* Instructions to follow
Identify every line in the records that contains the word "black" and copy each of those lines.

Object location annotation data:

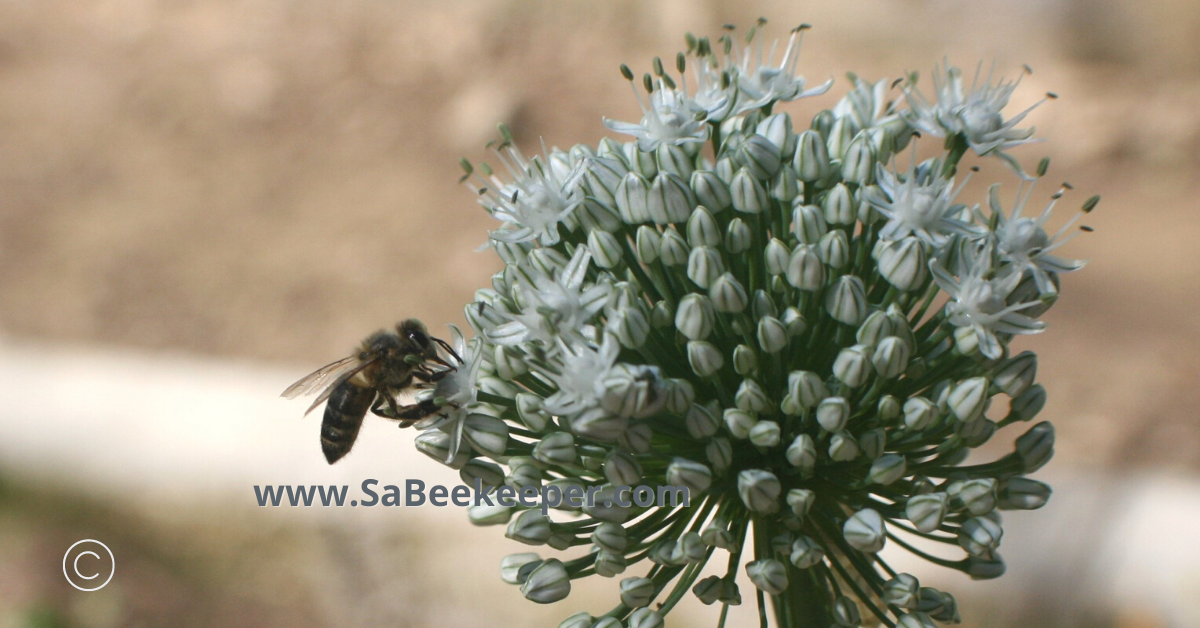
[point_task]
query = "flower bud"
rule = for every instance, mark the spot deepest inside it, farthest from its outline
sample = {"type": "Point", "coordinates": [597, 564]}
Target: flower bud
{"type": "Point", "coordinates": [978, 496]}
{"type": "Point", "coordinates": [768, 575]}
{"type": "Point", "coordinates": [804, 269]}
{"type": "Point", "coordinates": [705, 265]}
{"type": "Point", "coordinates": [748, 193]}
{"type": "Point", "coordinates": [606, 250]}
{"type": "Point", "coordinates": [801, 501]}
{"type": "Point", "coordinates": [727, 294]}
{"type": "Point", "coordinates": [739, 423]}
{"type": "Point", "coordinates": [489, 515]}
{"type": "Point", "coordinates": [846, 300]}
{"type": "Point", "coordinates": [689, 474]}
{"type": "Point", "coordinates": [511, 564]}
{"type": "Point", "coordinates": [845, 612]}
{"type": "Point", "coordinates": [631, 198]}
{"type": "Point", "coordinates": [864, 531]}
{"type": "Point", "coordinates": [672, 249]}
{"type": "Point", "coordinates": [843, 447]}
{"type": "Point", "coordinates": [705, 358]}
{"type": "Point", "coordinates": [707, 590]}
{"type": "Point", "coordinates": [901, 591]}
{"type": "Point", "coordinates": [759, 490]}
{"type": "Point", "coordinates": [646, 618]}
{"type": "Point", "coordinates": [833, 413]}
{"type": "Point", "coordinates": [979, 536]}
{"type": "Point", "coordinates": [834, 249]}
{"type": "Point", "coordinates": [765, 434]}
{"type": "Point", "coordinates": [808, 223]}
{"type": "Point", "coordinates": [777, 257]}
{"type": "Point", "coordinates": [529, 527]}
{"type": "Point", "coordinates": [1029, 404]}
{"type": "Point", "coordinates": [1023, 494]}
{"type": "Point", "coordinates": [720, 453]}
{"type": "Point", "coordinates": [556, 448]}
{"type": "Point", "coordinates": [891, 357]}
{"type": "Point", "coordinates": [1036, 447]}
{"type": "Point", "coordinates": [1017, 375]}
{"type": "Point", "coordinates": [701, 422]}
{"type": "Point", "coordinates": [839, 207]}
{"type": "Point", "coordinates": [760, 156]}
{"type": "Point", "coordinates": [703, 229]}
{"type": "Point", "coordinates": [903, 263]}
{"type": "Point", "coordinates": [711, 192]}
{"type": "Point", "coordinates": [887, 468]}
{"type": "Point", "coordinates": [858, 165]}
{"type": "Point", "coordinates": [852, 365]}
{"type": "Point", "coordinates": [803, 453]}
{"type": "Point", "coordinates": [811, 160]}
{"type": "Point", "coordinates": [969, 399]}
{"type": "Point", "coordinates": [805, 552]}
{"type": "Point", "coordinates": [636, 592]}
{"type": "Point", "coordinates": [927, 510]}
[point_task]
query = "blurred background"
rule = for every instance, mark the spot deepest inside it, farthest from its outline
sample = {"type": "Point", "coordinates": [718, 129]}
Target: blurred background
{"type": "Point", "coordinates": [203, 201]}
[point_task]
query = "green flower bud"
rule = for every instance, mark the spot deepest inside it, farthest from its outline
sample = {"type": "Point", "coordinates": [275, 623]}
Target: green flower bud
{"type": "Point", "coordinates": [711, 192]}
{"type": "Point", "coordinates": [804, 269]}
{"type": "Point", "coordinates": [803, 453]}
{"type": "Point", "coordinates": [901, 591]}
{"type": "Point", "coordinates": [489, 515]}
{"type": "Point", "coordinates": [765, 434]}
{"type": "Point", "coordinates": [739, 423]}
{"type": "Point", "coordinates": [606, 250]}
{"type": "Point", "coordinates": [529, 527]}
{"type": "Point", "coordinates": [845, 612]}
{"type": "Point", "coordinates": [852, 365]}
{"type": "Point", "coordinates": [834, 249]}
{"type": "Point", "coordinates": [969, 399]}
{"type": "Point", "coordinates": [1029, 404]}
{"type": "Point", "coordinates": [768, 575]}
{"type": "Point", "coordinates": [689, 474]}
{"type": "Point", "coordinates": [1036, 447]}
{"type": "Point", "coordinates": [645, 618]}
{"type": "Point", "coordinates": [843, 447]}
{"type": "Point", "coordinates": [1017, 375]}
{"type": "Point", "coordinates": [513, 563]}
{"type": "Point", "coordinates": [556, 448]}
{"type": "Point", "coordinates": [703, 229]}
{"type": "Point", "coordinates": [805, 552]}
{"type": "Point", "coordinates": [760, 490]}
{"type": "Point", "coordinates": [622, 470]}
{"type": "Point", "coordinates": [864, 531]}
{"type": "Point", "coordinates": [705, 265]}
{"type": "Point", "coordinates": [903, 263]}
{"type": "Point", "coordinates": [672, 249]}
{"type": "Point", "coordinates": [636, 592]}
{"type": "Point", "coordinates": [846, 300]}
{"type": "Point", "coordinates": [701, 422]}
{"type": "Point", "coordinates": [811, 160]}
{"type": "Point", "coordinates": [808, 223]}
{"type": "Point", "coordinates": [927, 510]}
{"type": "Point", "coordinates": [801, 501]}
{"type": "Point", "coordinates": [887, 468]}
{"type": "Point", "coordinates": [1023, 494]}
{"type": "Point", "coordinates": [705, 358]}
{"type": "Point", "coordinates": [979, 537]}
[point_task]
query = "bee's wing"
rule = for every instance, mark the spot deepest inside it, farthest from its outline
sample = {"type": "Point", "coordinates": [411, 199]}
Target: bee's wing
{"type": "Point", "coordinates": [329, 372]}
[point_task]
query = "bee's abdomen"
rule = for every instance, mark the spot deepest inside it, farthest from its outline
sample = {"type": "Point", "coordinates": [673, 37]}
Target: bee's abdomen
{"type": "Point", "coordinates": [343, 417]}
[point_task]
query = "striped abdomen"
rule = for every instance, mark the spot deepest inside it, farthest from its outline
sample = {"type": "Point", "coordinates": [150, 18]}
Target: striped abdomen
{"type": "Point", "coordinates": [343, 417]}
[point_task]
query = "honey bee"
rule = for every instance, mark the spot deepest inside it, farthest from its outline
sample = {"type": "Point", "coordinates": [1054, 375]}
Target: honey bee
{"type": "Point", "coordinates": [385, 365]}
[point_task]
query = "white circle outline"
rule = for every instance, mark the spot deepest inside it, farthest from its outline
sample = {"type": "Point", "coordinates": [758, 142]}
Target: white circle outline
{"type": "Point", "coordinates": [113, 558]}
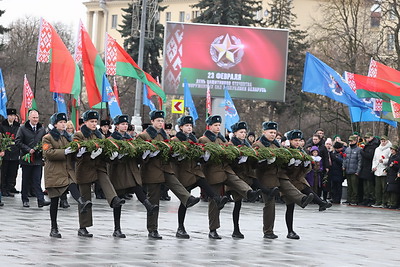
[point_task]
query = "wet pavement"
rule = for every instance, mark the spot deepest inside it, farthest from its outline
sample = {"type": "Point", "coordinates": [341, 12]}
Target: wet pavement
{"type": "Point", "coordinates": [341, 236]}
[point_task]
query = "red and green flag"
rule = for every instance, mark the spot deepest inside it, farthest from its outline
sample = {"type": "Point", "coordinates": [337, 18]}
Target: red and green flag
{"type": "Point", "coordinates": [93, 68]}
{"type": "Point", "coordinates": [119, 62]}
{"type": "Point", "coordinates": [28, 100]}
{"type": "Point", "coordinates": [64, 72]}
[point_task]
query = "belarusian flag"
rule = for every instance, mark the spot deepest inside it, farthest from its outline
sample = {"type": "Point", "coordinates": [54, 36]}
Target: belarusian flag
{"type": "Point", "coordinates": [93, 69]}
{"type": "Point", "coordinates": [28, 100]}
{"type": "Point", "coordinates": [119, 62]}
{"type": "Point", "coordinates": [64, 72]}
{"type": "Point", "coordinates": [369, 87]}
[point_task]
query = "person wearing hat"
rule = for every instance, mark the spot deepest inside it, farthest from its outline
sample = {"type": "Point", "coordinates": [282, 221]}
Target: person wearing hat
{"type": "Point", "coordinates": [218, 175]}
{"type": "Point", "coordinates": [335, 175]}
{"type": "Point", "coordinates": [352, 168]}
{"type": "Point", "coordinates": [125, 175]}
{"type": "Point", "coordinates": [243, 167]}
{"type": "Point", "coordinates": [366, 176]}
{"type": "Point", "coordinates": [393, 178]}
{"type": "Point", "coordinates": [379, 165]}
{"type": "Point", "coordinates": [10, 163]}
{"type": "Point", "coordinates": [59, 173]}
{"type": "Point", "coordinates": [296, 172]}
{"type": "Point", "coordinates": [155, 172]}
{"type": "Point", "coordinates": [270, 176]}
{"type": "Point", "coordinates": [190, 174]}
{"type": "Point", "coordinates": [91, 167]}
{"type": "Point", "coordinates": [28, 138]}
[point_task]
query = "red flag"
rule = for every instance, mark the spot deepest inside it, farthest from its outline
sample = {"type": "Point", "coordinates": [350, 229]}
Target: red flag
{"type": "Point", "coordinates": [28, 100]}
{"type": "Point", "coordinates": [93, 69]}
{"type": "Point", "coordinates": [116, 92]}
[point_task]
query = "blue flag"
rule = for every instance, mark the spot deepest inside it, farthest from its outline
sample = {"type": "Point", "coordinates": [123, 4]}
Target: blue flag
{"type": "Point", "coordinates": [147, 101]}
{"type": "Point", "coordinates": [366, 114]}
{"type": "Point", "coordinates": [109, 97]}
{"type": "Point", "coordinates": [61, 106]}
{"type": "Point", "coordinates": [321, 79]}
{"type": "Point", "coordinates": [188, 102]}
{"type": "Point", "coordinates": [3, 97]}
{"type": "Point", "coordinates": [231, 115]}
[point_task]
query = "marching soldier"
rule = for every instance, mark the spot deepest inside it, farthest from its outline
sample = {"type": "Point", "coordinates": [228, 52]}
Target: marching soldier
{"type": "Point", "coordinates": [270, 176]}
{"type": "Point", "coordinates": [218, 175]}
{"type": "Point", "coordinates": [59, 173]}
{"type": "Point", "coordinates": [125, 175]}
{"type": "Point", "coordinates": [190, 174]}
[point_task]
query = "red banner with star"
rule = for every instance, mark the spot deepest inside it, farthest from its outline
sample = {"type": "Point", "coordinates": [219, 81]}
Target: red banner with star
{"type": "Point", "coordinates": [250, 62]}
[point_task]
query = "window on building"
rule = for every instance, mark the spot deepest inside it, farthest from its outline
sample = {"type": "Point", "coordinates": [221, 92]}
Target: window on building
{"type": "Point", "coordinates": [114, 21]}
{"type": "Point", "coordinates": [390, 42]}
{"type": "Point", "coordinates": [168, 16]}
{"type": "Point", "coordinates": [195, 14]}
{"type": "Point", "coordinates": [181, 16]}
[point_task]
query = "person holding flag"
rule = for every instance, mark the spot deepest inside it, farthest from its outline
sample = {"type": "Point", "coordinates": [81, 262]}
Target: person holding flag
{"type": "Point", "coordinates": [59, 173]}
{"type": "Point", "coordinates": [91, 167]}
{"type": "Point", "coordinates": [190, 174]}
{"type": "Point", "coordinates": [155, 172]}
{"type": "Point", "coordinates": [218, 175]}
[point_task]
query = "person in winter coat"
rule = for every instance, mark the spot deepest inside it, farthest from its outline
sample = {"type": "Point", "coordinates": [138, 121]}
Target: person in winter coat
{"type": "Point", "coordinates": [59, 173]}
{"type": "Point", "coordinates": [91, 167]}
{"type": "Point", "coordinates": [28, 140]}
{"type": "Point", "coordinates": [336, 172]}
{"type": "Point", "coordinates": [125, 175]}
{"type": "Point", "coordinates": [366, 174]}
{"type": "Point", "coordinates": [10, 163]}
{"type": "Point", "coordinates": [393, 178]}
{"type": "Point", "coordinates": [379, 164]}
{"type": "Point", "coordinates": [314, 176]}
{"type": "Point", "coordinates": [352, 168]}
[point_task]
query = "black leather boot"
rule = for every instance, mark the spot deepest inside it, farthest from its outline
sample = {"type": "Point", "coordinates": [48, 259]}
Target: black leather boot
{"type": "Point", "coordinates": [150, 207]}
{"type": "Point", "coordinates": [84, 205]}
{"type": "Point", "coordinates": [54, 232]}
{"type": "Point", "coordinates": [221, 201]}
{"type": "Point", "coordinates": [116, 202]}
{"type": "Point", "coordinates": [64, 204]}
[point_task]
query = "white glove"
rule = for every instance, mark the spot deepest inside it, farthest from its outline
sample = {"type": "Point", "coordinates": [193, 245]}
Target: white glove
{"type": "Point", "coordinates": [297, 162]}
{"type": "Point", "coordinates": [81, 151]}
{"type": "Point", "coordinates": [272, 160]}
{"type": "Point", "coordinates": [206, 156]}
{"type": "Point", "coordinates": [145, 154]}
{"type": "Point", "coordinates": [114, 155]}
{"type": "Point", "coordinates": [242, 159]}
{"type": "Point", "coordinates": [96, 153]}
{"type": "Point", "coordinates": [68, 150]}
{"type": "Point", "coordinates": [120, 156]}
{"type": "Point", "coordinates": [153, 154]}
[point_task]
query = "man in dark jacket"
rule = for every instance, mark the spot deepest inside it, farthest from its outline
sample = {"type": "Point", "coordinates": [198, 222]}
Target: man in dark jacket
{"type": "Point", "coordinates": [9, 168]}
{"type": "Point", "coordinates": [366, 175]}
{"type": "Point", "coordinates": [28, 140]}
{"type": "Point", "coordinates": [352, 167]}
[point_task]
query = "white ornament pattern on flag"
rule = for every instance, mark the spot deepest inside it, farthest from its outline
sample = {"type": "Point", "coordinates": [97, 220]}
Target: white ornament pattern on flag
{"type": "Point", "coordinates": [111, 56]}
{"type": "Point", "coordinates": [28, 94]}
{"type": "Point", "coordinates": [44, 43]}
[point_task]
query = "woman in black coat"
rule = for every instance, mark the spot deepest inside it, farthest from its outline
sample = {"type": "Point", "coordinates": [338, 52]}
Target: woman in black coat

* Finished exercise
query = "black leather boot"
Target: black leather boot
query = "woman in black coat"
Target: woman in black coat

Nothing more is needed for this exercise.